### [To do]
Render every line of the listing below as a JSON array of strings, one string per line, omitting blank lines.

### [Data for processing]
--

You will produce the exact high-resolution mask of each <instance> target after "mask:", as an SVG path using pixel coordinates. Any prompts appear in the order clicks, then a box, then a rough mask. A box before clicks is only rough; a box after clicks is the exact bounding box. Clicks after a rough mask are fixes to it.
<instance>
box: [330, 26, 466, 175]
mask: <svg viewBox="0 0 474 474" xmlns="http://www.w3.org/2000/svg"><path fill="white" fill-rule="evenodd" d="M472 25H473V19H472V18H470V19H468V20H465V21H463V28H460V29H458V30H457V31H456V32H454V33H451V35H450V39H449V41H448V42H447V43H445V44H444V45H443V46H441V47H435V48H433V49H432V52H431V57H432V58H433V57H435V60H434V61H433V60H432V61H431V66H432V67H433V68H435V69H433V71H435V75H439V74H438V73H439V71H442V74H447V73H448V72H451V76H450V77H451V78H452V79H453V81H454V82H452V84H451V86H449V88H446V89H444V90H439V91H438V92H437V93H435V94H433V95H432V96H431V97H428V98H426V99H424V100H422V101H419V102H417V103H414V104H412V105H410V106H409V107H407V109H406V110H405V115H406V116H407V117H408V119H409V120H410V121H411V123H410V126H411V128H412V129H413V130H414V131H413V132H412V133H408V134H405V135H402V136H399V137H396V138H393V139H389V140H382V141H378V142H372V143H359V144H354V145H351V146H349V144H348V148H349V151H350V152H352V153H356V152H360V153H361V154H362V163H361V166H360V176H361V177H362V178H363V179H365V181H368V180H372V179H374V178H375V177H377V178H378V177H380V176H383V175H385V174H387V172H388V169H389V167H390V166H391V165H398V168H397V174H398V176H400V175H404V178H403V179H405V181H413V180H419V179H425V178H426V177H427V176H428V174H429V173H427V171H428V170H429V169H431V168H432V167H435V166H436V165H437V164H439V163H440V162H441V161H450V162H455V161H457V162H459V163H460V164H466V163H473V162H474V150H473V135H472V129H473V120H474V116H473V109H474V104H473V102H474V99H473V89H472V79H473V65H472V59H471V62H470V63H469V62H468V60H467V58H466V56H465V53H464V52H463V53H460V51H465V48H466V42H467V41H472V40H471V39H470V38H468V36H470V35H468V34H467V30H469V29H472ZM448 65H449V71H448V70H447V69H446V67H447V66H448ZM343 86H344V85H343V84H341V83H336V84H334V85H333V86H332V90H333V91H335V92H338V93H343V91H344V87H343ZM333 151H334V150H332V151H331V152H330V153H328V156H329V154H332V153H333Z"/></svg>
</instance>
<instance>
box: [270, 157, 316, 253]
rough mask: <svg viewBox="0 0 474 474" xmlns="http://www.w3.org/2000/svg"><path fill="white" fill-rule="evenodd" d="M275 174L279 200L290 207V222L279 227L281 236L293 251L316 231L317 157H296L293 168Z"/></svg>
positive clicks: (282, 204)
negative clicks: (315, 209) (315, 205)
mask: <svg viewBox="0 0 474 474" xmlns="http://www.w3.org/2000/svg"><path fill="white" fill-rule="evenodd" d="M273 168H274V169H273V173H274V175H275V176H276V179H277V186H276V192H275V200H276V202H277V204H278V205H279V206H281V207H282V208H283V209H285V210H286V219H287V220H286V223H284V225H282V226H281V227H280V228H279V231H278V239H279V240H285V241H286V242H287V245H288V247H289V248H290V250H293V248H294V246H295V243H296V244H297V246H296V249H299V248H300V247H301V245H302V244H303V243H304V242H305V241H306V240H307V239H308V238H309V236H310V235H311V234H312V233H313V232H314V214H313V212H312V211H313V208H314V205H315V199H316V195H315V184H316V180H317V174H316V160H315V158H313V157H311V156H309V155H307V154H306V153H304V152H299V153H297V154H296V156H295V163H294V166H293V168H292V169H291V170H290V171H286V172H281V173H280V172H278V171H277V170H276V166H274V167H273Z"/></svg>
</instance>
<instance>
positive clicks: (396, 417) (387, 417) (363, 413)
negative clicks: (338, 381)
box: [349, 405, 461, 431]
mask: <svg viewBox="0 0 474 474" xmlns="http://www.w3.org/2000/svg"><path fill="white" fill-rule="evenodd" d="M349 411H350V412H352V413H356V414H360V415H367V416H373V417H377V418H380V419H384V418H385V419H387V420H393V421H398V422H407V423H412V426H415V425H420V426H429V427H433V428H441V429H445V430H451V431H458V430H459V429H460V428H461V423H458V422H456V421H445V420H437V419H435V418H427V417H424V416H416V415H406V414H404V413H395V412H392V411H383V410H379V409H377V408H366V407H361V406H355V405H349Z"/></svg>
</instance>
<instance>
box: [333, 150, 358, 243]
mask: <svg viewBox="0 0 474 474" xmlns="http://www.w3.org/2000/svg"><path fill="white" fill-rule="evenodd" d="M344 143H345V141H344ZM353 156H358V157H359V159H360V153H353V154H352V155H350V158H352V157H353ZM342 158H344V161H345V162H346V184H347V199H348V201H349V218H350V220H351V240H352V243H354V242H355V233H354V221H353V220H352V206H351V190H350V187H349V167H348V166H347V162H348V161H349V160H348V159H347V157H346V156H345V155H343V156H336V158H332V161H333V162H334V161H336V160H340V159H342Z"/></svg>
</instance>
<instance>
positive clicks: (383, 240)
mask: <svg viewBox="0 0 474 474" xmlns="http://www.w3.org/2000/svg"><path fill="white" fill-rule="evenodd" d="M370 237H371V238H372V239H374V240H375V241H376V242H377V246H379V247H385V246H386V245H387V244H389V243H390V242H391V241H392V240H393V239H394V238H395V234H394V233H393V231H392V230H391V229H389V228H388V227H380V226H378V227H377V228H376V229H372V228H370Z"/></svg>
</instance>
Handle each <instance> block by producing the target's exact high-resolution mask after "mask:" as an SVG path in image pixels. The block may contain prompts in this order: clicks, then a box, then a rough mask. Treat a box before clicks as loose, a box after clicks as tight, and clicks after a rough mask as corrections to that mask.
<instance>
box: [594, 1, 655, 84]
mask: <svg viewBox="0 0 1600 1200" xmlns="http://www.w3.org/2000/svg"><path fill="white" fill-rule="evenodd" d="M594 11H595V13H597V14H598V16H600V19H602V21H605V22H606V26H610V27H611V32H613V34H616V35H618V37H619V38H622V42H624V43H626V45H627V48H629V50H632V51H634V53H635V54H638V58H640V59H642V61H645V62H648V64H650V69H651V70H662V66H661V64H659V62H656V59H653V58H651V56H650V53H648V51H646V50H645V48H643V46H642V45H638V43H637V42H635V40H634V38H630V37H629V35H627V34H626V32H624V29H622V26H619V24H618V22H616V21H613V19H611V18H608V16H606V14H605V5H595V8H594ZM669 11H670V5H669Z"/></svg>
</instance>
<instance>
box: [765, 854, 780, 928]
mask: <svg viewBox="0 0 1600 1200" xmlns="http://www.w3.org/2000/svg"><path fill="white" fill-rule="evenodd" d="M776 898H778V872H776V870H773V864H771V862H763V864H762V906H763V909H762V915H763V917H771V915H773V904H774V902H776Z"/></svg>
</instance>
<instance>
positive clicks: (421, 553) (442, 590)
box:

--

### [Expected answer]
[
  "You will produce the exact high-resolution mask of each <instance> target after \"mask:\", as an SVG path using pixel coordinates. Any prompts appear in the order clicks, then a box, then a rough mask. A box before clicks is only rough; a box after clicks is the exact bounding box. Clicks after a rough mask are fixes to it.",
  "<instance>",
  "box: [330, 26, 466, 175]",
  "mask: <svg viewBox=\"0 0 474 474\" xmlns=\"http://www.w3.org/2000/svg\"><path fill=\"white\" fill-rule=\"evenodd\" d=\"M472 25H473V19H472V18H470V19H468V20H465V21H463V28H460V29H458V30H457V31H456V32H454V33H451V35H450V39H449V41H448V42H447V43H445V44H444V45H443V46H441V47H435V48H433V49H432V52H431V57H432V58H433V57H435V60H434V61H433V60H432V61H431V66H432V67H433V68H435V69H433V71H435V75H439V74H438V73H439V71H442V74H447V73H448V72H451V76H450V77H451V78H452V79H453V81H454V82H452V84H451V86H449V88H446V89H444V90H439V91H438V92H437V93H435V94H433V95H432V96H431V97H428V98H426V99H424V100H422V101H419V102H417V103H414V104H412V105H410V106H409V107H407V109H406V110H405V115H406V116H407V117H408V119H409V120H410V121H411V123H410V126H411V128H412V129H413V130H414V131H413V132H412V133H408V134H405V135H402V136H399V137H396V138H393V139H389V140H382V141H378V142H372V143H359V144H354V145H351V146H349V144H348V148H349V151H350V152H352V153H356V152H360V153H361V154H362V163H361V166H360V176H361V177H362V178H363V179H365V181H368V180H372V179H374V178H375V177H377V178H378V177H380V176H383V175H385V174H387V172H388V169H389V167H390V166H391V165H398V168H397V174H398V176H400V175H404V178H403V179H405V181H413V180H419V179H425V178H426V177H427V176H428V174H429V173H427V171H428V170H429V169H431V168H432V167H435V166H436V165H437V164H439V163H440V162H441V161H450V162H455V161H457V162H459V163H460V164H466V163H473V162H474V150H473V135H472V129H473V120H474V116H473V109H474V104H473V102H474V99H473V89H472V79H473V65H472V59H471V62H470V63H469V62H468V60H467V58H466V56H465V53H464V52H463V53H460V51H465V48H466V42H467V41H472V40H471V39H470V38H468V36H470V35H468V34H467V30H469V29H472ZM448 65H449V71H448V70H447V69H446V67H447V66H448ZM343 86H344V85H343V84H341V83H336V84H334V85H333V86H332V90H333V91H335V92H338V93H343V91H344V87H343ZM333 151H334V150H332V151H331V152H330V153H328V156H329V154H332V153H333Z\"/></svg>",
  "</instance>",
  "<instance>",
  "box: [270, 157, 316, 253]",
  "rough mask: <svg viewBox=\"0 0 474 474\" xmlns=\"http://www.w3.org/2000/svg\"><path fill=\"white\" fill-rule=\"evenodd\" d=\"M275 174L279 200L290 207V222L279 227L281 236L293 251L316 231L317 157H296L293 168Z\"/></svg>",
  "positive clicks: (282, 204)",
  "negative clicks: (315, 209) (315, 205)",
  "mask: <svg viewBox=\"0 0 474 474\" xmlns=\"http://www.w3.org/2000/svg\"><path fill=\"white\" fill-rule=\"evenodd\" d=\"M273 168H274V169H273V173H274V175H275V176H276V179H277V186H276V192H275V200H276V202H277V204H278V205H279V206H281V207H282V208H283V209H285V210H286V219H287V220H286V223H284V225H282V226H281V227H280V228H279V231H278V239H279V240H285V241H286V242H287V245H288V247H289V248H290V250H293V248H294V246H295V243H296V244H297V246H296V249H299V248H300V247H301V245H302V244H303V243H304V242H305V241H306V240H307V239H308V238H309V236H310V235H311V234H312V233H313V232H314V214H313V212H312V211H313V208H314V205H315V199H316V195H315V184H316V180H317V174H316V160H315V158H313V157H311V156H309V155H307V154H306V153H304V152H299V153H297V154H296V156H295V163H294V166H293V168H292V169H291V170H290V171H286V172H281V173H280V172H278V171H277V170H276V166H274V167H273Z\"/></svg>",
  "</instance>",
  "<instance>",
  "positive clicks: (396, 417) (387, 417) (363, 413)",
  "negative clicks: (338, 381)",
  "box: [349, 405, 461, 431]",
  "mask: <svg viewBox=\"0 0 474 474\" xmlns=\"http://www.w3.org/2000/svg\"><path fill=\"white\" fill-rule=\"evenodd\" d=\"M349 411H350V412H352V413H356V414H360V415H367V416H373V417H377V418H380V419H384V418H385V419H387V420H393V421H398V422H407V423H412V426H415V425H420V426H429V427H433V428H441V429H445V430H451V431H458V430H459V429H460V428H461V423H458V422H456V421H445V420H437V419H435V418H427V417H424V416H416V415H406V414H404V413H395V412H392V411H383V410H379V409H377V408H366V407H361V406H355V405H349Z\"/></svg>",
  "</instance>",
  "<instance>",
  "box: [333, 150, 358, 243]",
  "mask: <svg viewBox=\"0 0 474 474\" xmlns=\"http://www.w3.org/2000/svg\"><path fill=\"white\" fill-rule=\"evenodd\" d=\"M344 143H345V141H344ZM353 156H358V157H359V159H360V153H353V154H352V155H350V158H352V157H353ZM342 158H344V161H345V162H346V184H347V199H348V201H349V218H350V220H351V240H352V243H354V242H355V233H354V221H353V220H352V206H351V190H350V187H349V167H348V166H347V162H348V161H349V160H348V159H347V157H346V156H345V155H343V156H336V158H332V161H333V162H334V161H336V160H340V159H342Z\"/></svg>",
  "</instance>",
  "<instance>",
  "positive clicks: (383, 240)",
  "mask: <svg viewBox=\"0 0 474 474\" xmlns=\"http://www.w3.org/2000/svg\"><path fill=\"white\" fill-rule=\"evenodd\" d=\"M370 237H371V238H372V239H374V240H375V241H376V242H377V246H379V247H385V246H386V245H387V244H389V243H390V242H391V241H392V240H393V239H394V238H395V234H394V233H393V231H392V230H391V229H389V228H388V227H380V226H378V227H377V228H376V229H372V228H370Z\"/></svg>",
  "</instance>",
  "Handle each <instance> block by producing the target's exact high-resolution mask after \"mask:\" as an SVG path in image pixels. The block may contain prompts in this order: clicks, then a box, then a rough mask. Treat a box before clicks as loose, a box after clicks as tight, and clicks after a rough mask as corrections to that mask.",
  "<instance>",
  "box: [594, 1, 655, 84]",
  "mask: <svg viewBox=\"0 0 1600 1200\" xmlns=\"http://www.w3.org/2000/svg\"><path fill=\"white\" fill-rule=\"evenodd\" d=\"M594 11H595V13H597V14H598V16H600V19H602V21H605V22H606V26H610V27H611V32H613V34H616V35H618V37H619V38H622V42H624V43H626V45H627V48H629V50H632V51H634V53H635V54H638V58H640V59H642V61H645V62H648V64H650V69H651V70H662V66H661V64H659V62H656V59H653V58H651V56H650V53H648V51H646V50H645V48H643V46H642V45H638V43H637V42H635V40H634V38H630V37H629V35H627V34H626V32H624V29H622V26H619V24H618V22H616V21H613V19H611V18H608V16H606V14H605V5H595V8H594ZM669 11H670V5H669Z\"/></svg>",
  "</instance>",
  "<instance>",
  "box: [765, 854, 780, 928]",
  "mask: <svg viewBox=\"0 0 1600 1200\" xmlns=\"http://www.w3.org/2000/svg\"><path fill=\"white\" fill-rule=\"evenodd\" d=\"M776 898H778V872H776V870H773V864H771V862H763V864H762V906H763V909H762V915H763V917H771V915H773V904H774V902H776Z\"/></svg>",
  "</instance>",
  "<instance>",
  "positive clicks: (421, 553) (442, 590)",
  "box:"
]